EXERCISE PROMPT » Copy the rows below word for word, starting at the line that contains "Where can the gray" and ending at the line that contains "column 473, row 349", with both of those lines included.

---- RECORDS PROVIDED

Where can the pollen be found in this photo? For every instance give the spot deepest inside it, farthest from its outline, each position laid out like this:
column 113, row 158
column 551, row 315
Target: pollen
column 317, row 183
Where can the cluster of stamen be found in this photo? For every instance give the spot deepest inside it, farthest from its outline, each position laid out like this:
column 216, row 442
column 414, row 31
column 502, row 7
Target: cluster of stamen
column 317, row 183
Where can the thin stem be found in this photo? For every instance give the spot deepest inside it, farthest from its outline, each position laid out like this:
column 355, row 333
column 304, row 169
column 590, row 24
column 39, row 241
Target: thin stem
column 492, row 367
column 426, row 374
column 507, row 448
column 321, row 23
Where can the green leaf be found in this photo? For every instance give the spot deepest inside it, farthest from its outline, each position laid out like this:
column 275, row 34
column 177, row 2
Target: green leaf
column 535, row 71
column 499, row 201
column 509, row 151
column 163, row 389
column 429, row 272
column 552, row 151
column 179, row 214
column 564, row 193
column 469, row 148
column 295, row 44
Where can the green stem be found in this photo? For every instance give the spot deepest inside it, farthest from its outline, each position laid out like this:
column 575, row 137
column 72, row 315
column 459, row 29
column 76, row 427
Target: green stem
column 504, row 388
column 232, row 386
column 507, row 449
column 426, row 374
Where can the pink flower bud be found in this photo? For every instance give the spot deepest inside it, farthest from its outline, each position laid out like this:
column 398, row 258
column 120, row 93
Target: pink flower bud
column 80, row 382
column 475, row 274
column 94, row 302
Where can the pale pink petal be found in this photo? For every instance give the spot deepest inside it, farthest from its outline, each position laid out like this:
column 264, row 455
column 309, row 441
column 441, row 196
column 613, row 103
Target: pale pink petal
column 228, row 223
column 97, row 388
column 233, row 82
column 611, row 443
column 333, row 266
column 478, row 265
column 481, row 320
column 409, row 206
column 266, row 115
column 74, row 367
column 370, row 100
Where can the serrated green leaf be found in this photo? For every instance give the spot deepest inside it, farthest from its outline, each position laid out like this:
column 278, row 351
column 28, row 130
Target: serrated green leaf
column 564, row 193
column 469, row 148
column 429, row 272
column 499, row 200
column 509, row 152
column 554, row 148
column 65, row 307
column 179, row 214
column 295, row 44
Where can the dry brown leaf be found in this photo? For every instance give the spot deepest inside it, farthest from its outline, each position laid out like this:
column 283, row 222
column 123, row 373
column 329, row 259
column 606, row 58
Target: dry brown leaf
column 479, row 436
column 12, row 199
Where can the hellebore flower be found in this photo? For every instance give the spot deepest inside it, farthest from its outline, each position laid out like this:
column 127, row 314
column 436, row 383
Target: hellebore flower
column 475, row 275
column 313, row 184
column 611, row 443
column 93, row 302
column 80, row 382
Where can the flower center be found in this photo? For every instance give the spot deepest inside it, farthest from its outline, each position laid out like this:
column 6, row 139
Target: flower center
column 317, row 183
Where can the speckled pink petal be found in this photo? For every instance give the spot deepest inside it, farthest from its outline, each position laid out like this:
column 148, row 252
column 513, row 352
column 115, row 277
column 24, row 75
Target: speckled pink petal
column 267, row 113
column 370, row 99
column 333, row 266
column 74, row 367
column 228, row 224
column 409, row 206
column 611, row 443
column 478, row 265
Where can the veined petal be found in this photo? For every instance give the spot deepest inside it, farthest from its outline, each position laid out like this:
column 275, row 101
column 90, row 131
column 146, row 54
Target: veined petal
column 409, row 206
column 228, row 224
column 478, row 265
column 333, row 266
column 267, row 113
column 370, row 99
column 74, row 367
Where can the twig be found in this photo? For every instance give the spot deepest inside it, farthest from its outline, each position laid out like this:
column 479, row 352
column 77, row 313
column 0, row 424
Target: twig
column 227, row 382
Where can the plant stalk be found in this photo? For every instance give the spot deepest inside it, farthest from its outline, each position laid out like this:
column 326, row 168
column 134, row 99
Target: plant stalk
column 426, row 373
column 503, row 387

--------
---- RECORDS PROVIDED

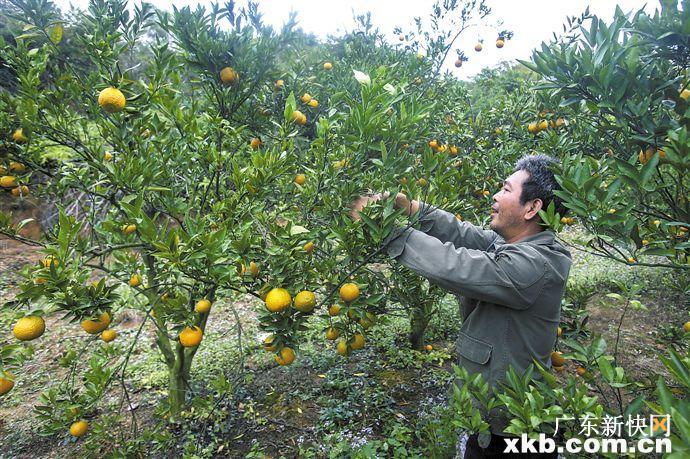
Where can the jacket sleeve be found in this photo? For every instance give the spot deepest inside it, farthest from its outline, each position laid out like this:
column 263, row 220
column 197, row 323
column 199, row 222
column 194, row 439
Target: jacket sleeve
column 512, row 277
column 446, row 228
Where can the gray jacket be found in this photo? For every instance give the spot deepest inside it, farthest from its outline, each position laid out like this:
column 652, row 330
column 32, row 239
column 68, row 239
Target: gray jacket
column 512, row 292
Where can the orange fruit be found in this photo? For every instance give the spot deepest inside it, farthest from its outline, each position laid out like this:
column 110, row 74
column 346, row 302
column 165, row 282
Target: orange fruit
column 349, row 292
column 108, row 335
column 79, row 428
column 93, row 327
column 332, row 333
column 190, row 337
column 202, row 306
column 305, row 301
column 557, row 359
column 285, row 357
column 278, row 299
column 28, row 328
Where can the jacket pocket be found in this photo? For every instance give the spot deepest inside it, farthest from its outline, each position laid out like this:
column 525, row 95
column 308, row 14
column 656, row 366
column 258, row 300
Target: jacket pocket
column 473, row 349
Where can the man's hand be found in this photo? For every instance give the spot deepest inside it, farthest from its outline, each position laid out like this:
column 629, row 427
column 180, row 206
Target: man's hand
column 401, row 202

--------
---- RECORDS PROVIDED

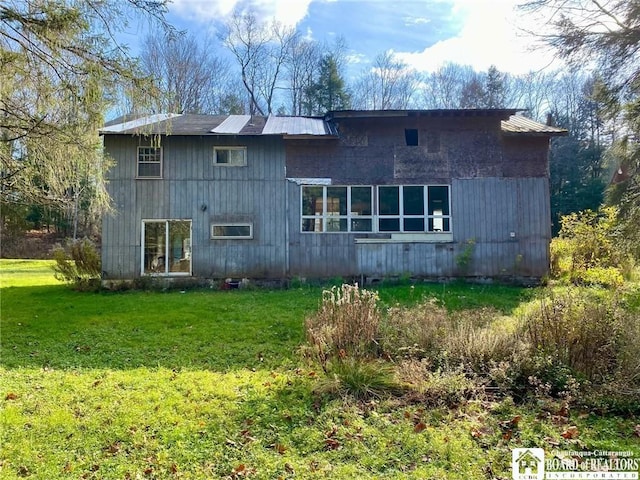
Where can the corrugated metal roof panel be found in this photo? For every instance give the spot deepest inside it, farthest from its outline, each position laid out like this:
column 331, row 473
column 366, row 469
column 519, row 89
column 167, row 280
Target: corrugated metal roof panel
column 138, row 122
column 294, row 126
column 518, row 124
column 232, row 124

--------

TASK RESULT »
Where can the gray jacket be found in this photo? For every instance give the spot deepest inside it, farthest from its outline, each position laid out like this:
column 652, row 330
column 32, row 239
column 68, row 239
Target: gray jacket
column 512, row 292
Where can the orange fruit be found in this photo? For every instance give the spot deepest inside it, farthest from its outline, each position laid out like this:
column 110, row 74
column 346, row 302
column 165, row 282
Target: orange fruit
column 349, row 292
column 108, row 335
column 79, row 428
column 93, row 327
column 332, row 333
column 190, row 337
column 202, row 306
column 305, row 301
column 557, row 359
column 285, row 357
column 278, row 299
column 28, row 328
Where can the jacket pocket be found in this photo? For every instance give the spot deepest inside it, farthest from its outline, each position laid out like this:
column 525, row 95
column 308, row 14
column 656, row 366
column 258, row 300
Target: jacket pocket
column 473, row 349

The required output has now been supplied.